This is why the apple was so important to early American colonists. According to Michael Pollan in his book “The Botany of Desire,” many cuttings and seeds from the Old World struggled to take root in the new. Crops failed. But the apple is a hardy survivor, each of its seeds carries a different genetic code, and when planted, some of them found the new climate to their liking. New varieties, never seen before, colonized America along with the settlers.
CREATING THE CRAFT
New England imported a British approach to cider making. Similarly, Quebec followed the French model, treating cider as wine, and South American countries such as Argentina and Chile still display deference to the traditions and techniques of northern Spain.
Early apple varieties were mostly inedible, and were used instead for making cider. As every cider aficionado is keen to tell you, when Johnny Appleseed took apple pips from cider mills in Pennsylvania and planted nursery orchards on the frontier, the resulting apples were used by grateful colonists to make cider rather than the Disney version of the bounty being edible fruit. These trees rooted them to the land—John “Appleseed” Chapman was a shrewd businessman who knew that in order to avoid land speculation, settlers were required to plant crops or orchards on their plots which required tending. The cider from their apples was a valuable source of liquid and nutrients in areas where clean water was scarce, and a warming comfort for harsh frontier life.
Even children drank cider for breakfast. America’s second President John Adams drank a tankard of hard cider for breakfast every day—and lived to the age of 90. In 1840, William Harrison famously was elected president after convincing the populace that he was the homespun candidate of “the log cabin and hard cider.” Today, seventh generation Virginia orchardist Tom Burford says he believes Americans drank as much cider per capita in the 18th century as they do sodas today.
MARKET COMPETITION
Beer began to take over in the 1870s, when German immigrants found perfect barley growing land in states such as Wisconsin, and refrigeration and railroads allowed them to sell the new, golden, pilsner-style lager nationwide.
When prohibition closed its grip, orchardists had little option but to grub up their cider trees and replace them with eating varieties. Beer production resumed immediately on Prohibition’s repeal. Sadly, cider made from new mass-market edible apples such as the Red Delicious tasted terrible by comparison. By the 1940s, “cider” was a term applied to fresh, unfermented apple juice.
Commercial, six-pack “hard ciders” re-emerged in the 1970s, appealing to a small niche audience. But in the woods of New England, and here and there on roadsides and at the edges of farms, forgotten heirloom cider apple varieties survived, as did the knowledge of how to make cider from them.
When the North American cider renaissance began in the 21st century, new technology and expertise allowed decent, wine-like cider to be made from culinary and dessert fruit. Traditional cider varieties reappeared from England and France. But now, varieties that appeared with the colonists, such as the Baldwin, Esopus Spitzenberg and Winesap are being cultivated again. America is rediscovering its own cider heritage, and it’s a journey to delight all the senses.

******

-- Work order A --
Output the stretch of the cider passage from "When prohibition closed" to "cider from them.", word for word.
-- Work order B --
Decide whether each statement agrees with the cider passage, answering yes or no and quoting the words that settle it: (i) John Adams lived to the age of 90. (ii) Beer began to take over from cider in the 1920s. (iii) By the 1940s, "cider" meant fresh, unfermented apple juice.
The listing that comes next is drawn from a separate source.

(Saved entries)
******

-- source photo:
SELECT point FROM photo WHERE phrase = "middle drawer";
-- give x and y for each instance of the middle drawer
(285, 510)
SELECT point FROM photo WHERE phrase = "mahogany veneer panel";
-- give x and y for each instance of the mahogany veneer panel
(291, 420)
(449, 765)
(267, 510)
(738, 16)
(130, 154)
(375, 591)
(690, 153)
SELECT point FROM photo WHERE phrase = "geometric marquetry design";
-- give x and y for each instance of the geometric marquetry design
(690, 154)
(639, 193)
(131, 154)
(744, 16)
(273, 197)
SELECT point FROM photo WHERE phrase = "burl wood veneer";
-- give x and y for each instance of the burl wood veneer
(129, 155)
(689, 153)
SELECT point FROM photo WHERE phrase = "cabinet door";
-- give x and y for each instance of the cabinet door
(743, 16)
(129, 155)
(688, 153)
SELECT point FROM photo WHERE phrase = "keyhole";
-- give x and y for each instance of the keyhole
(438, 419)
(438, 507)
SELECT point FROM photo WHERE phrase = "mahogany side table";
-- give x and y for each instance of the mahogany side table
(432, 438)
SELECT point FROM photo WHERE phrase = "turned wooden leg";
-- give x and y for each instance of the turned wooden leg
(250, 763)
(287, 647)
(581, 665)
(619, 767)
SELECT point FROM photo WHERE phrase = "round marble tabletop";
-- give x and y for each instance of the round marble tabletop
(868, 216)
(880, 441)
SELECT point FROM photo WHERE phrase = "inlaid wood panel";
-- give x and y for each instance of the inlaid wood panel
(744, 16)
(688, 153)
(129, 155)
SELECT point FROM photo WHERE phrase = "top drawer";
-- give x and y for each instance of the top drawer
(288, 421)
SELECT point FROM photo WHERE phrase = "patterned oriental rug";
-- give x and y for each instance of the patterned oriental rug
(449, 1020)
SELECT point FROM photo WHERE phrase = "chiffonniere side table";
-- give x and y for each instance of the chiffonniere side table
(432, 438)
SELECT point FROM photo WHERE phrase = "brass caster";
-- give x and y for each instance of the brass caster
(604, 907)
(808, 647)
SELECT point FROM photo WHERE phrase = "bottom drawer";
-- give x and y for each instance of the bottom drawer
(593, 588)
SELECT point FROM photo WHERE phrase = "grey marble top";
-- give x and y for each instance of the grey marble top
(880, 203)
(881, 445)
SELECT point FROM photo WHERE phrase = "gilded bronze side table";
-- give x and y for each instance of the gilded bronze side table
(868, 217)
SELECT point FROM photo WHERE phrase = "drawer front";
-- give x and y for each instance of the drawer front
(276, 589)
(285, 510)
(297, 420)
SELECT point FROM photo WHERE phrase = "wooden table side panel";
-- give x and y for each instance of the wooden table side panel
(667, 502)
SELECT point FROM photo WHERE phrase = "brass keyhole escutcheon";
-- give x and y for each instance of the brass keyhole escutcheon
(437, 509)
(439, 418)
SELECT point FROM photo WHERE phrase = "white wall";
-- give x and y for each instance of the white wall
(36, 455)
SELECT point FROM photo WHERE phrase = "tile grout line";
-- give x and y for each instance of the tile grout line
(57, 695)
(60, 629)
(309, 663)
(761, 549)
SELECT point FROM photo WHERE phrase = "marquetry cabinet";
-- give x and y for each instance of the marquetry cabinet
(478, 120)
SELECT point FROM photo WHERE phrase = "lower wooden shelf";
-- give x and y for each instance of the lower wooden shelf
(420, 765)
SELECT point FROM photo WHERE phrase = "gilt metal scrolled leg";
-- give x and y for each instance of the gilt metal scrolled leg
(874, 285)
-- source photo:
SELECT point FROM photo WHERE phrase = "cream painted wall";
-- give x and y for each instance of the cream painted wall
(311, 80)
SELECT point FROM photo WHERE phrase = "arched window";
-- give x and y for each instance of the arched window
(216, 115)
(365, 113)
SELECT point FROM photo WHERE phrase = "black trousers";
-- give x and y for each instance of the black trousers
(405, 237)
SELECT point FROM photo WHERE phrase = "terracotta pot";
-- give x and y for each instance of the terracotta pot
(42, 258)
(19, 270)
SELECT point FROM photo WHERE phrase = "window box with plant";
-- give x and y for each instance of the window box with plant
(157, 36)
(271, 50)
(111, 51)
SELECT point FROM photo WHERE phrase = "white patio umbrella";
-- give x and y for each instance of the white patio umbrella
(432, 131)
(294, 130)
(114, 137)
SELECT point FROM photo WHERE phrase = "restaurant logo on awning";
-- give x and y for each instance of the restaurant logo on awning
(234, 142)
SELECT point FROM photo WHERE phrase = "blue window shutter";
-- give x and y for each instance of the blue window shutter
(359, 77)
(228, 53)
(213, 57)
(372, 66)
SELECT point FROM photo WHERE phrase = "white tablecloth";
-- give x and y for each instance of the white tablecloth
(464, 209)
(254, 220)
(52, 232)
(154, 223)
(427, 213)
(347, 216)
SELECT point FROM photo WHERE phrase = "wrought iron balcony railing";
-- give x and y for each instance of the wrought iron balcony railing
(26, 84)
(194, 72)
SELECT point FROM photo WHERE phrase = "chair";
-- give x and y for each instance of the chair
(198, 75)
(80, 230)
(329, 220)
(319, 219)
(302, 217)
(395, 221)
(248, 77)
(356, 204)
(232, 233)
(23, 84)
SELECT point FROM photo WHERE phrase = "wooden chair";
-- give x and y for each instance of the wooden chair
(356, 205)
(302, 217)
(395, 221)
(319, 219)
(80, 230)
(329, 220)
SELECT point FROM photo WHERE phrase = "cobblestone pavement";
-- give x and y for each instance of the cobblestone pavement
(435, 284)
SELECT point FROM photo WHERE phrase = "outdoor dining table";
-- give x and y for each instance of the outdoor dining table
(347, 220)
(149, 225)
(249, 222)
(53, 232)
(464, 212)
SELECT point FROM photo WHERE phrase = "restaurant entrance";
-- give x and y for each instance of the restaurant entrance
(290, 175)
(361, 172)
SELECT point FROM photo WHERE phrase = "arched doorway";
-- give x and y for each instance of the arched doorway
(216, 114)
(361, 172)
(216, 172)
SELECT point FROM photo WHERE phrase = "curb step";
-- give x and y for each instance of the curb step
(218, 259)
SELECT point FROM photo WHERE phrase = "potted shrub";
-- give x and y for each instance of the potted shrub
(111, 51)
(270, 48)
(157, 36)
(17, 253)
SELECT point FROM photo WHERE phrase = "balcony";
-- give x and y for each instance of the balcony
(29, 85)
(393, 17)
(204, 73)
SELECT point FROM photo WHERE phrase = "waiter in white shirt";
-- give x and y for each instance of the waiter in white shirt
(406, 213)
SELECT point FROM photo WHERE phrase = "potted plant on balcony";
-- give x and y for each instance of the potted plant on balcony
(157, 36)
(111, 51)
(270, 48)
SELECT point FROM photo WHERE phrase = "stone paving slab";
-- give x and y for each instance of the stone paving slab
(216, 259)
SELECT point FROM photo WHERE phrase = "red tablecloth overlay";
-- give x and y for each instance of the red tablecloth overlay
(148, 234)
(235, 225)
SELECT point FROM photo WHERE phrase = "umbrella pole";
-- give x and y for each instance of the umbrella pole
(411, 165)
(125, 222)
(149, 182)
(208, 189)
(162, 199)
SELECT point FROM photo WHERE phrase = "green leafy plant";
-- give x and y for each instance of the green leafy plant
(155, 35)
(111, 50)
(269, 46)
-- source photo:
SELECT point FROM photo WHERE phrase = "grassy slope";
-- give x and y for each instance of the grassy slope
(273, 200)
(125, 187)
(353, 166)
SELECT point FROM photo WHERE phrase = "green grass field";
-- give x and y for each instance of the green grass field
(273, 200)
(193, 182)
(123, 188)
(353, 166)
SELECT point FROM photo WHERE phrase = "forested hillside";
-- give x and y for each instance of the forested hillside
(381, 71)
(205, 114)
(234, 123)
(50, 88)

******

-- Exercise result A --
When prohibition closed its grip, orchardists had little option but to grub up their cider trees and replace them with eating varieties. Beer production resumed immediately on Prohibition’s repeal. Sadly, cider made from new mass-market edible apples such as the Red Delicious tasted terrible by comparison. By the 1940s, “cider” was a term applied to fresh, unfermented apple juice.
Commercial, six-pack “hard ciders” re-emerged in the 1970s, appealing to a small niche audience. But in the woods of New England, and here and there on roadsides and at the edges of farms, forgotten heirloom cider apple varieties survived, as did the knowledge of how to make cider from them.

-- Exercise result B --
(i) Yes: "America’s second President John Adams drank a tankard of hard cider for breakfast every day—and lived to the age of 90."
(ii) No: "Beer began to take over in the 1870s"
(iii) Yes: "By the 1940s, “cider” was a term applied to fresh, unfermented apple juice."